Transcribe the data exactly. Pictures stay out.

[Stored items]
<<<<
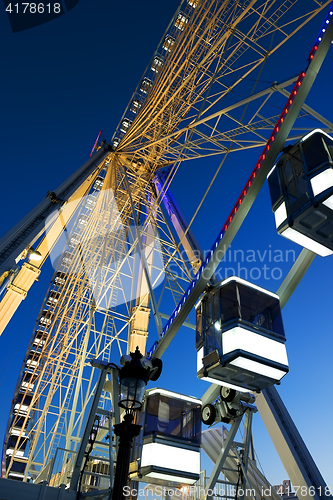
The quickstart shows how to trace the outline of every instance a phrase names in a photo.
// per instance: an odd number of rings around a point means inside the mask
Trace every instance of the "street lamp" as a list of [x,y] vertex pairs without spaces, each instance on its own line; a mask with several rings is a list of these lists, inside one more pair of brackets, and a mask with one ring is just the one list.
[[125,409],[123,422],[114,426],[114,433],[119,436],[117,467],[114,478],[112,500],[123,500],[124,486],[128,479],[130,455],[133,439],[139,435],[141,425],[133,424],[134,411],[141,410],[143,396],[150,378],[150,369],[141,362],[142,354],[137,347],[130,353],[131,360],[119,371],[120,400],[119,406]]
[[137,347],[135,352],[130,353],[131,361],[125,362],[125,365],[119,371],[120,380],[120,400],[119,406],[124,408],[127,421],[132,422],[133,411],[141,410],[145,388],[149,380],[150,370],[144,368],[141,358],[142,354]]

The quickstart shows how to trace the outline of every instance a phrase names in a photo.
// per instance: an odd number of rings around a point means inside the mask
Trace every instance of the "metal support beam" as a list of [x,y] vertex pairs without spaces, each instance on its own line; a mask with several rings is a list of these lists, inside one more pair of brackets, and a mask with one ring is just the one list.
[[326,494],[327,485],[276,388],[259,394],[256,405],[290,481],[302,488],[302,499],[332,498]]
[[[236,457],[238,459],[239,465],[240,465],[240,467],[242,469],[242,473],[243,473],[243,476],[244,476],[244,481],[243,481],[243,484],[242,484],[242,491],[244,493],[242,495],[240,495],[239,498],[242,499],[242,498],[249,498],[249,497],[251,497],[253,500],[256,500],[256,497],[252,495],[252,485],[251,485],[249,476],[247,474],[247,466],[245,467],[245,465],[243,464],[242,457],[238,453],[238,450],[237,450],[236,447],[234,447],[234,451],[235,451],[235,455],[236,455]],[[248,489],[249,489],[250,494],[248,494],[248,492],[246,491],[246,483],[249,485]],[[245,495],[245,491],[246,491],[246,495]]]
[[[98,363],[100,364],[101,362],[98,361]],[[95,366],[95,365],[93,365],[93,366]],[[112,373],[112,371],[114,371],[108,364],[103,364],[103,366],[98,366],[98,368],[100,368],[101,373],[100,373],[99,378],[98,378],[94,398],[93,398],[93,401],[91,403],[89,415],[88,415],[86,425],[85,425],[85,428],[84,428],[84,431],[82,434],[80,446],[79,446],[79,449],[78,449],[78,452],[76,455],[73,474],[72,474],[72,478],[71,478],[71,482],[70,482],[70,486],[69,486],[69,488],[71,490],[77,490],[77,487],[79,484],[80,474],[81,474],[81,469],[82,469],[82,462],[83,462],[86,448],[88,445],[89,436],[91,434],[91,429],[92,429],[92,426],[93,426],[93,423],[95,420],[95,416],[97,413],[98,404],[99,404],[99,401],[101,398],[102,390],[104,388],[106,374]],[[110,440],[112,440],[111,436],[110,436]]]
[[245,424],[244,424],[244,436],[243,436],[243,443],[244,443],[244,456],[243,456],[243,473],[245,476],[244,482],[243,482],[243,490],[245,490],[245,485],[246,481],[248,482],[248,485],[251,488],[251,483],[247,477],[247,466],[249,463],[249,452],[250,452],[250,444],[251,444],[251,436],[252,436],[252,417],[253,417],[253,412],[251,410],[246,410],[245,412]]
[[192,230],[188,228],[185,217],[172,196],[170,188],[166,189],[166,181],[167,176],[165,174],[162,172],[156,172],[156,177],[153,182],[155,184],[157,194],[162,198],[173,227],[175,228],[179,240],[183,245],[186,255],[191,263],[193,273],[196,274],[202,261],[204,260],[204,253],[195,239]]
[[[132,214],[133,214],[133,220],[135,221],[136,217],[135,217],[134,203],[133,203],[131,189],[129,186],[127,172],[126,172],[125,168],[124,168],[124,173],[125,173],[125,184],[126,184],[126,188],[127,188],[127,192],[128,192],[128,196],[129,196],[129,200],[130,200],[130,204],[131,204],[131,210],[132,210]],[[139,230],[139,227],[136,223],[134,223],[134,226],[135,226],[135,238],[133,238],[133,240],[134,241],[136,240],[138,242],[141,263],[142,263],[143,271],[145,274],[145,278],[146,278],[146,282],[147,282],[147,286],[148,286],[148,290],[149,290],[149,295],[150,295],[152,310],[153,310],[153,314],[154,314],[154,318],[155,318],[156,328],[157,328],[157,332],[158,332],[159,337],[161,337],[162,329],[163,329],[162,320],[161,320],[161,316],[158,312],[157,300],[156,300],[155,293],[154,293],[154,290],[153,290],[153,287],[151,284],[148,263],[147,263],[147,259],[145,256],[145,252],[144,252],[142,240],[141,240],[141,231]]]
[[[289,96],[288,90],[282,88],[281,86],[279,86],[276,90],[278,90],[280,92],[280,94],[282,94],[286,97]],[[302,109],[304,111],[306,111],[307,113],[309,113],[309,115],[316,118],[316,120],[321,122],[323,125],[326,125],[326,127],[328,127],[330,130],[333,130],[333,123],[330,122],[329,120],[327,120],[327,118],[325,118],[323,115],[321,115],[320,113],[318,113],[314,109],[310,108],[310,106],[308,106],[307,104],[303,104]]]
[[217,399],[220,395],[221,386],[217,384],[212,384],[208,387],[205,394],[202,396],[202,408]]
[[70,419],[68,422],[67,433],[66,433],[65,448],[67,448],[67,449],[71,448],[74,421],[75,421],[75,416],[76,416],[76,412],[77,412],[77,403],[78,403],[78,400],[80,397],[80,392],[81,392],[83,369],[84,369],[84,366],[86,364],[87,348],[88,348],[88,342],[89,342],[89,338],[90,338],[91,326],[92,326],[95,310],[96,310],[96,306],[95,306],[95,301],[93,299],[92,304],[90,305],[87,328],[85,330],[85,333],[84,333],[84,336],[82,339],[83,351],[82,351],[82,356],[81,356],[80,363],[79,363],[79,370],[78,370],[78,374],[77,374],[77,383],[76,383],[76,387],[75,387],[75,391],[74,391],[74,397],[73,397],[73,400],[71,403],[71,416],[70,416]]
[[304,274],[310,267],[313,259],[316,254],[303,248],[299,256],[297,257],[296,262],[293,267],[290,269],[289,273],[281,283],[277,295],[280,297],[280,307],[281,309],[286,305],[293,292],[296,290],[296,287],[301,282]]
[[[160,311],[160,316],[163,319],[169,319],[170,318],[169,314],[161,313],[161,311]],[[184,321],[183,326],[186,326],[186,328],[189,328],[190,330],[195,330],[196,329],[196,326],[193,323],[190,323],[189,321]]]
[[61,206],[66,202],[109,154],[109,151],[100,149],[0,239],[0,276],[11,269],[15,258],[44,232],[45,222],[57,204]]
[[[219,455],[219,458],[217,459],[214,469],[208,479],[208,483],[206,484],[206,492],[213,490],[216,484],[216,481],[220,475],[221,469],[223,468],[224,462],[226,461],[230,448],[234,442],[236,433],[238,431],[239,425],[242,421],[242,417],[237,417],[233,421],[233,424],[228,432],[228,437],[224,441],[221,453]],[[213,495],[208,495],[206,496],[206,500],[210,500],[213,497]]]

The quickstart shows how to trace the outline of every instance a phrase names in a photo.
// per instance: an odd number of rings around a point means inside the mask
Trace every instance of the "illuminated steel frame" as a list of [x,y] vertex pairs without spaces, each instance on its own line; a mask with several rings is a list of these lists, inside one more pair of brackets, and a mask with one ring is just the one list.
>>>>
* Answer section *
The quickstart shows how to trace the outline of every instance a phrase names in a photo.
// per instance: an odd number of rings around a point means inside the mask
Trace every instance of the "street lamp" as a list of [x,y] vertex pairs without spaces, each instance on its own line; a mask with several rings is a list of these lists, inside one more pair of brackets, and a mask with one ring is just the one list.
[[125,409],[123,422],[114,426],[114,433],[119,436],[117,467],[114,478],[112,500],[123,500],[124,486],[128,479],[130,455],[133,439],[139,435],[141,425],[133,424],[134,411],[141,410],[143,396],[150,378],[150,369],[141,362],[142,354],[137,347],[130,353],[131,360],[119,371],[120,400],[119,406]]
[[137,347],[135,352],[130,353],[131,361],[125,362],[125,365],[119,371],[120,380],[120,400],[119,406],[124,408],[127,421],[132,422],[133,411],[141,410],[145,388],[149,380],[150,370],[144,368],[141,358],[142,354]]

The quickstart shows how to trace the outline of every instance a phrase names in a photo.
// per instance: an odd number of rings around a point means inside the mask
Trace every instance of the "metal support beam" as a list of [x,y] vertex pairs without spaces, each instance on its own line; a mask with several rings is a list of these lists, inside one more pair of brackets, and a mask with one ring is just the one list.
[[326,494],[327,485],[276,388],[259,394],[256,405],[290,481],[302,488],[302,499],[332,498]]
[[[236,457],[238,459],[239,465],[240,465],[240,467],[242,469],[242,473],[243,473],[243,476],[244,476],[244,481],[243,481],[243,484],[242,484],[242,491],[244,493],[242,495],[240,495],[239,498],[242,499],[242,498],[249,498],[249,497],[251,497],[253,500],[256,500],[256,497],[252,495],[252,485],[251,485],[249,476],[247,474],[247,466],[245,467],[245,465],[243,464],[242,457],[238,453],[238,450],[237,450],[236,447],[234,447],[234,451],[235,451],[235,455],[236,455]],[[248,489],[249,489],[250,494],[248,494],[248,492],[246,491],[246,483],[249,485]],[[245,495],[245,491],[246,491],[246,495]]]
[[[98,363],[100,364],[101,362],[98,361]],[[95,366],[95,365],[93,365],[93,366]],[[112,373],[112,371],[114,371],[108,364],[103,364],[103,366],[98,366],[98,368],[100,368],[101,373],[100,373],[99,378],[98,378],[94,398],[93,398],[93,401],[91,403],[89,415],[88,415],[86,425],[85,425],[85,428],[84,428],[84,431],[82,434],[80,446],[79,446],[79,449],[78,449],[78,452],[76,455],[73,474],[72,474],[72,478],[71,478],[71,482],[70,482],[70,486],[69,486],[69,488],[71,490],[77,490],[77,487],[79,484],[80,474],[81,474],[81,469],[82,469],[82,462],[83,462],[86,448],[88,445],[89,436],[91,434],[91,429],[92,429],[92,426],[93,426],[93,423],[95,420],[95,416],[97,413],[98,404],[99,404],[99,401],[101,398],[102,390],[104,388],[106,374]],[[110,440],[112,440],[111,436],[110,436]]]
[[245,424],[244,424],[244,436],[243,436],[243,443],[244,443],[244,456],[243,456],[243,473],[245,476],[244,482],[243,482],[243,490],[245,490],[245,485],[246,481],[248,482],[248,485],[251,488],[251,483],[247,477],[247,466],[249,463],[249,452],[250,452],[250,444],[251,444],[251,436],[252,436],[252,417],[253,417],[253,412],[251,410],[246,410],[245,412]]
[[192,230],[188,228],[185,217],[172,196],[170,188],[166,189],[166,181],[167,176],[165,174],[162,172],[156,172],[156,177],[153,182],[155,184],[157,194],[162,198],[173,227],[175,228],[179,240],[183,245],[186,255],[191,263],[193,273],[196,274],[202,261],[204,260],[204,253],[195,239]]
[[[132,214],[133,214],[133,220],[135,221],[136,217],[135,217],[134,203],[133,203],[131,189],[129,186],[127,172],[126,172],[125,168],[124,168],[124,173],[125,173],[125,184],[126,184],[126,188],[127,188],[127,192],[128,192],[128,196],[129,196],[129,200],[130,200],[130,204],[131,204],[131,210],[132,210]],[[139,230],[139,227],[136,223],[134,223],[134,226],[135,226],[135,238],[133,238],[133,240],[134,241],[136,240],[138,242],[141,263],[142,263],[143,271],[145,274],[145,278],[146,278],[146,282],[147,282],[147,286],[148,286],[148,290],[149,290],[149,295],[150,295],[152,310],[153,310],[153,314],[154,314],[154,318],[155,318],[156,328],[157,328],[157,332],[158,332],[159,337],[161,337],[162,329],[163,329],[162,320],[161,320],[161,316],[158,312],[157,300],[156,300],[155,293],[154,293],[154,290],[153,290],[153,287],[151,284],[148,263],[147,263],[147,259],[145,256],[145,252],[144,252],[142,240],[141,240],[141,231]]]
[[[289,96],[288,90],[282,88],[281,86],[279,86],[276,90],[278,90],[280,92],[280,94],[282,94],[286,97]],[[302,109],[304,111],[306,111],[307,113],[309,113],[309,115],[316,118],[316,120],[321,122],[323,125],[326,125],[326,127],[328,127],[330,130],[333,130],[333,123],[330,122],[329,120],[327,120],[327,118],[325,118],[323,115],[321,115],[320,113],[318,113],[314,109],[310,108],[310,106],[308,106],[307,104],[303,104]]]
[[217,399],[220,395],[221,386],[217,384],[212,384],[208,387],[205,394],[202,396],[202,408]]
[[70,419],[68,422],[67,433],[66,433],[65,448],[67,448],[67,449],[71,448],[74,421],[75,421],[75,416],[76,416],[76,412],[77,412],[77,403],[78,403],[78,400],[80,397],[80,392],[81,392],[83,369],[84,369],[84,366],[86,364],[87,348],[88,348],[88,342],[89,342],[89,338],[90,338],[91,326],[92,326],[95,310],[96,310],[96,306],[95,306],[95,301],[93,299],[92,304],[90,305],[87,328],[85,330],[85,333],[84,333],[84,336],[82,339],[83,351],[82,351],[82,356],[81,356],[80,363],[79,363],[79,370],[78,370],[78,374],[77,374],[77,383],[76,383],[76,387],[75,387],[75,391],[74,391],[74,397],[73,397],[73,400],[71,403],[71,416],[70,416]]
[[304,274],[310,267],[313,259],[316,254],[303,248],[299,256],[297,257],[296,262],[293,267],[290,269],[289,273],[281,283],[277,295],[280,297],[280,307],[281,309],[286,305],[293,292],[296,290],[296,287],[301,282]]
[[[160,311],[160,316],[163,319],[169,319],[170,318],[169,314],[161,313],[161,311]],[[184,321],[183,326],[186,326],[186,328],[189,328],[190,330],[195,330],[196,329],[196,326],[193,323],[190,323],[189,321]]]
[[61,206],[66,202],[109,154],[109,151],[100,149],[0,239],[0,276],[11,269],[15,258],[44,232],[45,222],[57,204]]
[[[219,455],[219,458],[217,459],[214,469],[208,479],[208,483],[206,484],[206,492],[213,490],[216,484],[216,481],[220,475],[221,469],[223,468],[224,462],[226,461],[230,448],[234,442],[236,433],[238,431],[239,425],[242,421],[242,417],[237,417],[233,421],[233,424],[228,432],[228,437],[224,441],[221,453]],[[213,495],[208,495],[206,496],[206,500],[210,500],[213,497]]]

The quickstart shows how to trace the outline of every instance a phrase names in a photo.
// per instance: an odd number of rings around a point means inside the mask
Trace every instance of the "illuminated steel frame" as a list of [x,y] vertex pairs without spaces, each instance on its own line; a mask with several rings is a list of these lists, inside one more pair of brackets, and a mask with one ring is just the one list.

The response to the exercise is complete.